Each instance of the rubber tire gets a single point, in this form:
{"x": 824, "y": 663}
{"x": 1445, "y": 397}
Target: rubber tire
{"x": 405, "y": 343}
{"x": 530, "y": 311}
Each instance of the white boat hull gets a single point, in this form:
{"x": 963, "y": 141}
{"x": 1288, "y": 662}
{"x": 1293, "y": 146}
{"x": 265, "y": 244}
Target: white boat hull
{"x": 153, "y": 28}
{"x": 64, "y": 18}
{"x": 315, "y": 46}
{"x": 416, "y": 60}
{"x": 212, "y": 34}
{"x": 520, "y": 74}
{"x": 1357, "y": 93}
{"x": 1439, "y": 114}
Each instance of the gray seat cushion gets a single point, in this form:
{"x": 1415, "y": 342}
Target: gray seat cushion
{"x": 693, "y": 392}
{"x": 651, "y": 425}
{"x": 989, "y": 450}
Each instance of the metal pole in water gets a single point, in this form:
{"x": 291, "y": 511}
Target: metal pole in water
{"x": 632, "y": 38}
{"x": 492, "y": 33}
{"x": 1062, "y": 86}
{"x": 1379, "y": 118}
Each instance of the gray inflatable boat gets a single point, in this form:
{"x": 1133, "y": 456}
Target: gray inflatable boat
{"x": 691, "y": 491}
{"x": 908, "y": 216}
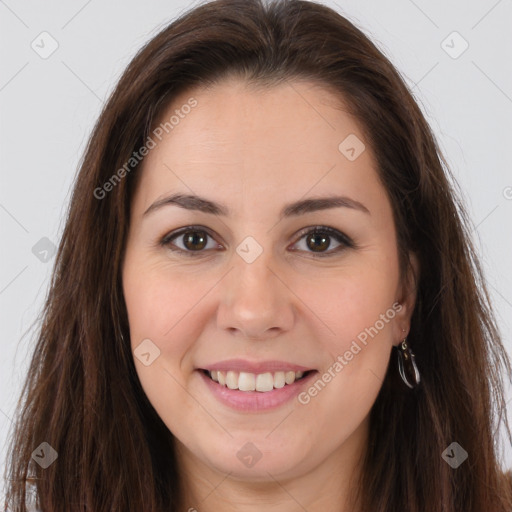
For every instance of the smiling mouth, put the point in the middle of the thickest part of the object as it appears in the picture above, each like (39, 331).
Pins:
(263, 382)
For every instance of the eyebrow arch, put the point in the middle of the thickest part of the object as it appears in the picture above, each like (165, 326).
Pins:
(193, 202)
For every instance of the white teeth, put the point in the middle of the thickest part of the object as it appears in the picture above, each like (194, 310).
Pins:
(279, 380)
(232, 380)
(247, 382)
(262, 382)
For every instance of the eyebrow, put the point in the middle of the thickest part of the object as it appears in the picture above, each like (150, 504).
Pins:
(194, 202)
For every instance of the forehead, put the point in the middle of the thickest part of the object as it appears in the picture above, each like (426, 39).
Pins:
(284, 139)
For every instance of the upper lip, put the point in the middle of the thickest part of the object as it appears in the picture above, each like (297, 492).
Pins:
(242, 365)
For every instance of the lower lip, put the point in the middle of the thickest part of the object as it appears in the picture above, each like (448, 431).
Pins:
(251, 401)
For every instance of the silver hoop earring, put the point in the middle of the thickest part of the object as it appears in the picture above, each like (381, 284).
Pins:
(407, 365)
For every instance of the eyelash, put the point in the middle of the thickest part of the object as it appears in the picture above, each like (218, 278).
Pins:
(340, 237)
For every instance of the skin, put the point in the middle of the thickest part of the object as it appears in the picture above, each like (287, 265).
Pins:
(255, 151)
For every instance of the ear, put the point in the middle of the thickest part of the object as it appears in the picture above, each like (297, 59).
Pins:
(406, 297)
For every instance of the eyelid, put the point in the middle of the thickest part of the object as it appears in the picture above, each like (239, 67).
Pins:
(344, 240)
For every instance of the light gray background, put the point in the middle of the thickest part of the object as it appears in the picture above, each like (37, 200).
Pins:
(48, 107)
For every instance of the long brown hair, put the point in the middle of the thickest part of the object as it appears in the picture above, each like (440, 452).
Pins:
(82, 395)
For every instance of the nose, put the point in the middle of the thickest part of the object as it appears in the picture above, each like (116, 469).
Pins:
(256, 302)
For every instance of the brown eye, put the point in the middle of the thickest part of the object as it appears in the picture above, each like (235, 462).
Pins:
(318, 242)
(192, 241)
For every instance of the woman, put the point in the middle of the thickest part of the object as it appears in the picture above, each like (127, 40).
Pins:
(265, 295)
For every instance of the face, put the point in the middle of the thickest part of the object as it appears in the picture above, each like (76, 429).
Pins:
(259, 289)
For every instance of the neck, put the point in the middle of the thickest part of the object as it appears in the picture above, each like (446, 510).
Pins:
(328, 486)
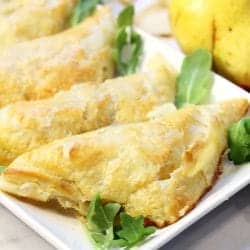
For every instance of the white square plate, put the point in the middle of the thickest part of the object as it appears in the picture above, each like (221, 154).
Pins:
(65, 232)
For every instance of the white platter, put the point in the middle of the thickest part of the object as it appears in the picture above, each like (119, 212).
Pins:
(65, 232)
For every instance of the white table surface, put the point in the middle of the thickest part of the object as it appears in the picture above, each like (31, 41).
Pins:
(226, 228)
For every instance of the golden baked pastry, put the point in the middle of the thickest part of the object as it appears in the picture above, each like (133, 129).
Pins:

————

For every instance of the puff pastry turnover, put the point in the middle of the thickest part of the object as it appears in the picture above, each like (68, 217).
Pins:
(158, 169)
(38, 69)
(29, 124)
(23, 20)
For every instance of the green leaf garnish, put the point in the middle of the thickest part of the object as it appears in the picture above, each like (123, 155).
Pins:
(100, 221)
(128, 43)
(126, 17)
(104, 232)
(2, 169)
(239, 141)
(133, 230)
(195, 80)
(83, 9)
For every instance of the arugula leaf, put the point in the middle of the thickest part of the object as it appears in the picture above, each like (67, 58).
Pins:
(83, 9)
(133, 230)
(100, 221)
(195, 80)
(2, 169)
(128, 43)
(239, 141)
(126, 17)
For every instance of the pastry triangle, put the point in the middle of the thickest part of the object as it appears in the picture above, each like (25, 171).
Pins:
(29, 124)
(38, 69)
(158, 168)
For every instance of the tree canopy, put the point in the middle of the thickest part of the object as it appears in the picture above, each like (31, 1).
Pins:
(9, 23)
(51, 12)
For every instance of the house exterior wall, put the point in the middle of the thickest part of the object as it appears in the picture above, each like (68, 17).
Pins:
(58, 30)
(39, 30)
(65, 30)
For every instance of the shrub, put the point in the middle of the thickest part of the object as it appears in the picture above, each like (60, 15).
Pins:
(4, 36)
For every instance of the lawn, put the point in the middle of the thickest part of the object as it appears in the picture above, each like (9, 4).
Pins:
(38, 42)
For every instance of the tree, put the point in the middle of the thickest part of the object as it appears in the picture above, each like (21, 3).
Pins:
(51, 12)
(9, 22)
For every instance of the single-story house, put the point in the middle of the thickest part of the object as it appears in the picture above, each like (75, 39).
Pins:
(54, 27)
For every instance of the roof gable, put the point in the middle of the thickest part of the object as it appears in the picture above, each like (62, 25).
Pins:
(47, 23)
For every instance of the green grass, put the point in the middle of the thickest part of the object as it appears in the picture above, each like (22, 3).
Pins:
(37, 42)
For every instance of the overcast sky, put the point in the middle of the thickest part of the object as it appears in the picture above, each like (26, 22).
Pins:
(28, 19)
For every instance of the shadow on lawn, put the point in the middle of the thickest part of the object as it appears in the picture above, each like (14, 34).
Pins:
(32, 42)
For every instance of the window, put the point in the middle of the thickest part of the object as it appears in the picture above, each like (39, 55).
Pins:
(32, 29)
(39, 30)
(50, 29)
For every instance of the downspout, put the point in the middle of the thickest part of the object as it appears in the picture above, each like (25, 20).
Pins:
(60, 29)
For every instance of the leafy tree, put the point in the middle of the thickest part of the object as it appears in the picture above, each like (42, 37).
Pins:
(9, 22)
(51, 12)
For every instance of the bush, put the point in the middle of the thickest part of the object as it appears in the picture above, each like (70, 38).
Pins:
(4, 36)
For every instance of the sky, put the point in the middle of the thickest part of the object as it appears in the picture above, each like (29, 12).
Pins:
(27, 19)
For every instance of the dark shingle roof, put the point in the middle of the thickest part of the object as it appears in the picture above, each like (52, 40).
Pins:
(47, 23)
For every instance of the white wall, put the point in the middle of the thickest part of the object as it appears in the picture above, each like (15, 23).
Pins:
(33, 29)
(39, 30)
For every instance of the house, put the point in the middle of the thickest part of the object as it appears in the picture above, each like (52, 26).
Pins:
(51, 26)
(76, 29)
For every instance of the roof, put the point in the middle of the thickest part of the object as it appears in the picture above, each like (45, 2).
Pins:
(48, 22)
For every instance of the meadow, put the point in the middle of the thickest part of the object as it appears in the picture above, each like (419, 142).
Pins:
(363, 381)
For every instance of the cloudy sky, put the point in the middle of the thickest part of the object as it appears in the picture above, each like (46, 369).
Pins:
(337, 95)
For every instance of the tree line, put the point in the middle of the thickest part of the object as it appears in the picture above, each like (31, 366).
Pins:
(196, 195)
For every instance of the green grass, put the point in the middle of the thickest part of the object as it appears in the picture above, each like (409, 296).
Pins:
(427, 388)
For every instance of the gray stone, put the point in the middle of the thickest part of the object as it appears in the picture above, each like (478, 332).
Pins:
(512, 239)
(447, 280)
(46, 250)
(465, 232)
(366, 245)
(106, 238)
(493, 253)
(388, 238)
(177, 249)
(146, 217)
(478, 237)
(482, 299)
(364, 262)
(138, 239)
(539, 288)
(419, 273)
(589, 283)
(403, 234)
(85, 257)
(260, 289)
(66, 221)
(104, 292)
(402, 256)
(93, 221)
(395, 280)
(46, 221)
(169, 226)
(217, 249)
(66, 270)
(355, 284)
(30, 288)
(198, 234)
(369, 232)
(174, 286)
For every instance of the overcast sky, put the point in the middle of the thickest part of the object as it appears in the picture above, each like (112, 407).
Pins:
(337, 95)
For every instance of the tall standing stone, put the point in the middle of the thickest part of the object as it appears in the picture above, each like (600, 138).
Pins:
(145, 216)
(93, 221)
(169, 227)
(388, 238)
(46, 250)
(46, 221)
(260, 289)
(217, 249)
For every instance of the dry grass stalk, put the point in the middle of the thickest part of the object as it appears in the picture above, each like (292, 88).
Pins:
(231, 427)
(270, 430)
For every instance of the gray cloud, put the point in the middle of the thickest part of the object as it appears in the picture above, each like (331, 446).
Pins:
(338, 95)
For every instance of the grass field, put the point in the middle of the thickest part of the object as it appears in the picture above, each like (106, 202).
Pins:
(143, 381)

————

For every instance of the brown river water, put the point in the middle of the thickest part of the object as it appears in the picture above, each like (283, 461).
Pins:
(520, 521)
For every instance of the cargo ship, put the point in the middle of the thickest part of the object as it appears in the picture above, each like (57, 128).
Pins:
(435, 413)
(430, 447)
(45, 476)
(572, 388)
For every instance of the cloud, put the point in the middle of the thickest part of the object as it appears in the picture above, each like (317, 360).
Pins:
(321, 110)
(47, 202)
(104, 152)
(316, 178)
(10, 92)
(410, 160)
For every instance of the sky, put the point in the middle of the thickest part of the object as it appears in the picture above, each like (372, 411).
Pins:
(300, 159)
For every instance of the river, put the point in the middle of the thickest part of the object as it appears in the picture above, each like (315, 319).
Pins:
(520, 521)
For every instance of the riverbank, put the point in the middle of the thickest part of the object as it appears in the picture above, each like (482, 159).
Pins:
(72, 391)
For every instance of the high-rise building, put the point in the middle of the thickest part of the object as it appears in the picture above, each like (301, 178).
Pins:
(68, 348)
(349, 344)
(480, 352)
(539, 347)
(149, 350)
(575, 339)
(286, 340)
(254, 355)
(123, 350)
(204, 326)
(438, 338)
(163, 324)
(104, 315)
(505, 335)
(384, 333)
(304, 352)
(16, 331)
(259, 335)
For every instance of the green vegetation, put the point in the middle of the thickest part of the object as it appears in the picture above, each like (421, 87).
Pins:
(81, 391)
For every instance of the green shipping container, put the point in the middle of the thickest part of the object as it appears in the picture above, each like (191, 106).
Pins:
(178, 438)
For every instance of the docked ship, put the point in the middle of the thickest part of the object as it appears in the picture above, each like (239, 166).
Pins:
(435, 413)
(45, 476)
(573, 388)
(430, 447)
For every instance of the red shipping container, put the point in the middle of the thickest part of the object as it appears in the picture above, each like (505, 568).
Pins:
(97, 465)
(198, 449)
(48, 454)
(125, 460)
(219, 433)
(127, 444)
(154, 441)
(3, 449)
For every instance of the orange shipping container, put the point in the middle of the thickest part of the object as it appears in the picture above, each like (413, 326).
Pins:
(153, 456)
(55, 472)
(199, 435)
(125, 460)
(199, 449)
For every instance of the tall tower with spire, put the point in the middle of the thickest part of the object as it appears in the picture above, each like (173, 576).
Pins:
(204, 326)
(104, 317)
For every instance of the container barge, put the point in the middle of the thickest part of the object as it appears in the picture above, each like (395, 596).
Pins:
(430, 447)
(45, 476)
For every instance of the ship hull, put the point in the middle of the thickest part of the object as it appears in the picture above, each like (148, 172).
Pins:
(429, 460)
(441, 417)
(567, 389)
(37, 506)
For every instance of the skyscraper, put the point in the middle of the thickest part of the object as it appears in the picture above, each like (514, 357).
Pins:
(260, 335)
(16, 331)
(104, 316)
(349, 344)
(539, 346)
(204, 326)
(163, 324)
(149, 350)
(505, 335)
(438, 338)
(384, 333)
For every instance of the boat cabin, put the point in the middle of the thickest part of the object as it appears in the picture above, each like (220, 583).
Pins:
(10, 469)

————

Out of the data above, transcribe exactly and only the lines starting with the line that has "For every instance of the white wall, put" and going on through the line that has "For every instance of the house, put", both included.

## Expected answer
For every instance of the white wall, put the point in the middle of the thickest part of the object as it appears in the picture above, each like (15, 23).
Pins:
(33, 29)
(39, 30)
For every instance of the house, put the point in the middle of the thickest part of the object as it appears in the picture above, each like (52, 26).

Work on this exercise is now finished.